[Saved data entries]
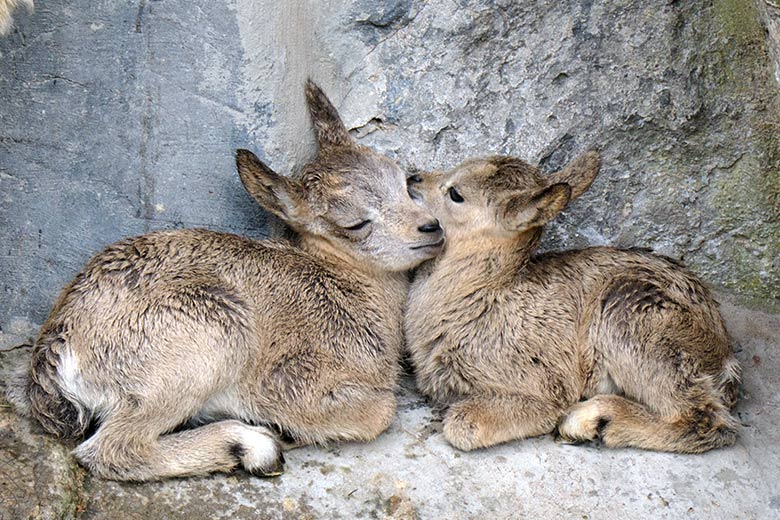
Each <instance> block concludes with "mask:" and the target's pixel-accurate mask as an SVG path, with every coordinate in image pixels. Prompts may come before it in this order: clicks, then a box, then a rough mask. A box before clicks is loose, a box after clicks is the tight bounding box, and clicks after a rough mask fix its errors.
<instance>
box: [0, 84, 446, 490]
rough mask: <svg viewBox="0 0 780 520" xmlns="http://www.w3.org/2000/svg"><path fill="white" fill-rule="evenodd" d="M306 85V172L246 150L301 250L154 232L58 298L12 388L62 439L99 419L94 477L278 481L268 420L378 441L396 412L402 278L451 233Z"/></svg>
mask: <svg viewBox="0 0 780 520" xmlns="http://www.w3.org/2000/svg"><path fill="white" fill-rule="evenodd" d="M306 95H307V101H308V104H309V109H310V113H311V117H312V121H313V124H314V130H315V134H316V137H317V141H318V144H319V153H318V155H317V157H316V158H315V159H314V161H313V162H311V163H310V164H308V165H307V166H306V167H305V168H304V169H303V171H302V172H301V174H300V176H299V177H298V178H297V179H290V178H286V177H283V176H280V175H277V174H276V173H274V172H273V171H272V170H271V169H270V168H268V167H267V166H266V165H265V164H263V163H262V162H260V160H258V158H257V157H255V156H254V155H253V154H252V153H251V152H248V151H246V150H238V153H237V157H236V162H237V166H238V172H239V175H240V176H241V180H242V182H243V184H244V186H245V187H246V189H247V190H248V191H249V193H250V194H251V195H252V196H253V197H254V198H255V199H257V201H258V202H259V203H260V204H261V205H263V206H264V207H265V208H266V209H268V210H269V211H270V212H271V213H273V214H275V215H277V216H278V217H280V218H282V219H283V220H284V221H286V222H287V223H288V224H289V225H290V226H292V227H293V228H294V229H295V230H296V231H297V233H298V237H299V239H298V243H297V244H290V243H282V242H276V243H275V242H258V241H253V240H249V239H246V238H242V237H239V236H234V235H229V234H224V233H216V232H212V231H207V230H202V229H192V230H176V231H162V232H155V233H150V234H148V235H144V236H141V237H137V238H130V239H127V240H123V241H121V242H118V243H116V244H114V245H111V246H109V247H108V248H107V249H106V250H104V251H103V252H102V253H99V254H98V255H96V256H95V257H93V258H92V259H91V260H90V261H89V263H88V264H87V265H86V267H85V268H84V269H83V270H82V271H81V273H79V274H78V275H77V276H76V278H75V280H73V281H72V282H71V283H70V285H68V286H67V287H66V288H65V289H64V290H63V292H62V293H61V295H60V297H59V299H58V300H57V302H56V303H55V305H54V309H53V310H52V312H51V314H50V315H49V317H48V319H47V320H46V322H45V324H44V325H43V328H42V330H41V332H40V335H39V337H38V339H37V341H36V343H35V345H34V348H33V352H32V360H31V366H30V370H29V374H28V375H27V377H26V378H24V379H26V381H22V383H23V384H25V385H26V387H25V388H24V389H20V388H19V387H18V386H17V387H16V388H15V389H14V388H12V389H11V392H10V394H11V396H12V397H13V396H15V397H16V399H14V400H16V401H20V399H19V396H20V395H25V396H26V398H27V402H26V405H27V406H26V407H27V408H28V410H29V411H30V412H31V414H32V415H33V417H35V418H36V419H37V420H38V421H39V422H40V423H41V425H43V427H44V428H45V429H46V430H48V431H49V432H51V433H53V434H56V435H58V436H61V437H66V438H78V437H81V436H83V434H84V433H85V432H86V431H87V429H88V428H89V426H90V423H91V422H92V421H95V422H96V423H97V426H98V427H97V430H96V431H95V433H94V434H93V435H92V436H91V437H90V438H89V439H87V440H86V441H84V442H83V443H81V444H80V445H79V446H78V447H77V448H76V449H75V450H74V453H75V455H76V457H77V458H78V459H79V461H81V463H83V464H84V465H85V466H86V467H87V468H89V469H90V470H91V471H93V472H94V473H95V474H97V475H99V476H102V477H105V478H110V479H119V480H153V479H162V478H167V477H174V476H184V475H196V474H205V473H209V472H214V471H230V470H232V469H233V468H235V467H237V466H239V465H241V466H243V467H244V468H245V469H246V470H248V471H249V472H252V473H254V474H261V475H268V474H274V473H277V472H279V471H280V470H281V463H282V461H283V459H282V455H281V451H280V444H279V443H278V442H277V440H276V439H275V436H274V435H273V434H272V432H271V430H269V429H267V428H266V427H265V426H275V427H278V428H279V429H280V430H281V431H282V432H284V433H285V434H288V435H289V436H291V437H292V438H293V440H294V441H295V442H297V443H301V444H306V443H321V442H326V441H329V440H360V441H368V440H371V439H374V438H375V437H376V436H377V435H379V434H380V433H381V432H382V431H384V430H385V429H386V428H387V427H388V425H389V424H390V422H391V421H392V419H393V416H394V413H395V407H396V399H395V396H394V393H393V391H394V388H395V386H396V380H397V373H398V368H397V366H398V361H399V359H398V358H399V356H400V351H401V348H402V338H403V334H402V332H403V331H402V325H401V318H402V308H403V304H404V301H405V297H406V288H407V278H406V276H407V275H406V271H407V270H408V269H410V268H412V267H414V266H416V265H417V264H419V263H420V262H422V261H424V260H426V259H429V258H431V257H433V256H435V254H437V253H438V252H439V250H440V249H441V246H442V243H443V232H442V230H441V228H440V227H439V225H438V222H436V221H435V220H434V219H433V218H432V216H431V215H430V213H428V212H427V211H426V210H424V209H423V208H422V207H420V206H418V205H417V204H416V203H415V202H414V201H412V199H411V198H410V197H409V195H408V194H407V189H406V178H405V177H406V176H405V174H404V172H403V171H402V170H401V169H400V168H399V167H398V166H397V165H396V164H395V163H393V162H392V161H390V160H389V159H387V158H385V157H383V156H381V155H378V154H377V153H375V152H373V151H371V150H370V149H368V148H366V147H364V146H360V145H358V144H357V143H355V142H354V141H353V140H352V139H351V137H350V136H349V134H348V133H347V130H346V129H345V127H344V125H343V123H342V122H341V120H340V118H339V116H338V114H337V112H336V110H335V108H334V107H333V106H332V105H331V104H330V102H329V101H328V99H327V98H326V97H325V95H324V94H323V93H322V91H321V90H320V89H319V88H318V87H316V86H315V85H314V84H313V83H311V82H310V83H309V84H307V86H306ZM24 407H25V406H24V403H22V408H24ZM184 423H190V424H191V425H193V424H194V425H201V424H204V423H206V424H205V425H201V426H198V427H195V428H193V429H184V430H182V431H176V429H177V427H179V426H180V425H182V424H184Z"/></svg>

- WHAT YOU WILL DO -
Retype all of the material above line for line, leaving out the pictures.

- RESPONSE FOR THIS EXERCISE -
Each <instance> block concludes with "mask:" and the target's pixel-accurate mask as an SVG path, with every coordinate in image pixels. Prompts may come before it in this order: clicks, then a box, then a rough mask. A box before clicks is loose, a box after clicks is the tight bounding box, and clicks after a rough mask fix its errors.
<instance>
box: [0, 84, 446, 490]
rough mask: <svg viewBox="0 0 780 520" xmlns="http://www.w3.org/2000/svg"><path fill="white" fill-rule="evenodd" d="M306 85V172L246 150L301 250L154 232L58 298L12 388L62 439L99 419L94 477L278 481L268 420L378 441L396 412L402 278L451 233Z"/></svg>
mask: <svg viewBox="0 0 780 520" xmlns="http://www.w3.org/2000/svg"><path fill="white" fill-rule="evenodd" d="M306 95H307V101H308V104H309V109H310V113H311V117H312V121H313V124H314V130H315V134H316V137H317V141H318V144H319V153H318V155H317V157H316V158H315V159H314V161H313V162H311V163H310V164H308V165H307V166H306V167H305V168H304V169H303V171H302V172H301V174H300V176H299V177H298V178H297V179H290V178H286V177H283V176H280V175H277V174H276V173H274V172H273V171H272V170H271V169H270V168H268V167H267V166H266V165H265V164H263V163H262V162H260V160H258V158H257V157H255V156H254V155H253V154H252V153H251V152H248V151H246V150H238V153H237V157H236V162H237V166H238V172H239V175H240V176H241V180H242V182H243V184H244V186H245V187H246V189H247V190H248V191H249V193H250V194H251V195H252V196H253V197H254V198H255V199H257V201H258V202H259V203H260V204H261V205H263V206H264V207H265V208H266V209H268V210H269V211H270V212H271V213H273V214H275V215H277V216H278V217H280V218H282V219H283V220H284V221H286V222H287V223H288V224H289V225H290V226H292V227H293V228H294V229H295V230H296V231H297V233H298V237H299V239H298V243H297V244H290V243H282V242H276V243H275V242H258V241H253V240H249V239H246V238H242V237H239V236H234V235H229V234H224V233H216V232H212V231H207V230H202V229H192V230H176V231H162V232H155V233H150V234H148V235H144V236H141V237H137V238H130V239H127V240H123V241H121V242H118V243H116V244H114V245H111V246H109V247H108V248H107V249H106V250H104V251H103V252H102V253H99V254H98V255H96V256H95V257H93V258H92V259H91V260H90V261H89V263H88V264H87V265H86V267H85V268H84V269H83V270H82V271H81V273H79V274H78V275H77V276H76V278H75V280H73V281H72V282H71V283H70V285H68V286H67V287H66V288H65V289H64V290H63V292H62V293H61V295H60V297H59V299H58V300H57V302H56V303H55V305H54V309H53V310H52V312H51V314H50V315H49V317H48V319H47V320H46V322H45V324H44V325H43V328H42V330H41V332H40V335H39V337H38V339H37V341H36V343H35V345H34V348H33V352H32V360H31V366H30V370H29V374H28V375H27V377H26V378H24V379H26V381H22V383H23V384H25V385H26V387H25V388H24V389H20V388H19V387H18V386H17V387H16V388H15V389H14V388H12V389H11V392H10V394H11V396H12V397H13V396H15V397H16V399H14V400H16V401H20V399H19V396H20V395H25V396H26V398H27V402H26V405H27V406H26V407H27V408H28V410H29V411H30V412H31V414H32V415H33V417H35V418H36V419H37V420H38V421H39V422H40V423H41V425H43V427H44V428H45V429H46V430H48V431H49V432H51V433H53V434H56V435H58V436H61V437H66V438H78V437H81V436H83V434H84V433H85V432H86V431H87V429H88V428H89V426H90V423H91V422H92V421H95V422H96V423H97V426H98V427H97V430H96V431H95V433H94V434H93V435H92V436H91V437H90V438H89V439H87V440H86V441H84V442H83V443H81V444H80V445H79V446H78V447H77V448H76V449H75V450H74V453H75V455H76V457H77V458H78V459H79V461H81V463H83V464H84V465H85V466H86V467H87V468H89V469H90V470H91V471H93V472H94V473H95V474H97V475H99V476H102V477H105V478H110V479H119V480H153V479H162V478H167V477H174V476H184V475H196V474H205V473H209V472H214V471H230V470H232V469H233V468H235V467H237V466H239V465H241V466H243V467H244V468H245V469H246V470H248V471H249V472H252V473H254V474H261V475H268V474H274V473H277V472H279V471H280V470H281V463H282V461H283V459H282V455H281V451H280V444H279V443H278V442H277V440H276V439H275V436H274V435H273V434H272V432H271V430H269V429H267V428H266V427H265V426H275V427H278V428H279V429H280V430H281V431H282V432H284V433H285V434H288V435H289V436H291V437H292V438H293V440H294V441H295V442H297V443H301V444H306V443H321V442H326V441H329V440H360V441H368V440H371V439H374V438H375V437H376V436H377V435H379V434H380V433H381V432H382V431H384V430H385V429H386V428H387V427H388V425H389V424H390V422H391V421H392V419H393V416H394V413H395V407H396V399H395V396H394V393H393V391H394V388H395V386H396V380H397V373H398V368H397V366H398V361H399V359H398V358H399V356H400V351H401V348H402V338H403V334H402V332H403V331H402V325H401V318H402V308H403V304H404V301H405V297H406V288H407V278H406V276H407V275H406V271H407V270H408V269H410V268H412V267H414V266H416V265H417V264H419V263H420V262H422V261H424V260H426V259H429V258H431V257H433V256H435V254H437V253H438V252H439V250H440V249H441V246H442V243H443V232H442V230H441V228H440V227H439V225H438V222H436V221H435V220H434V219H433V218H432V216H431V215H430V213H428V212H427V211H426V210H424V209H423V208H422V207H420V206H418V205H417V204H416V203H415V202H414V201H412V199H411V198H410V197H409V195H408V194H407V189H406V178H405V177H406V176H405V174H404V172H403V171H402V170H401V169H400V168H399V167H398V166H397V165H396V164H395V163H393V162H392V161H390V160H389V159H387V158H385V157H383V156H381V155H378V154H377V153H375V152H373V151H371V150H370V149H368V148H366V147H364V146H360V145H358V144H357V143H355V142H354V141H353V140H352V139H351V137H350V136H349V134H348V133H347V130H346V129H345V127H344V125H343V123H342V122H341V120H340V118H339V116H338V114H337V112H336V110H335V108H334V107H333V106H332V105H331V104H330V102H329V101H328V99H327V98H326V97H325V95H324V94H323V93H322V91H321V90H320V89H319V88H318V87H316V86H315V85H314V84H313V83H311V82H310V83H309V84H307V86H306ZM24 407H25V406H24V403H22V408H24ZM184 423H190V424H191V425H193V424H194V425H201V424H204V423H206V424H205V425H201V426H198V427H195V428H193V429H184V430H182V431H176V429H177V427H179V426H180V425H182V424H184Z"/></svg>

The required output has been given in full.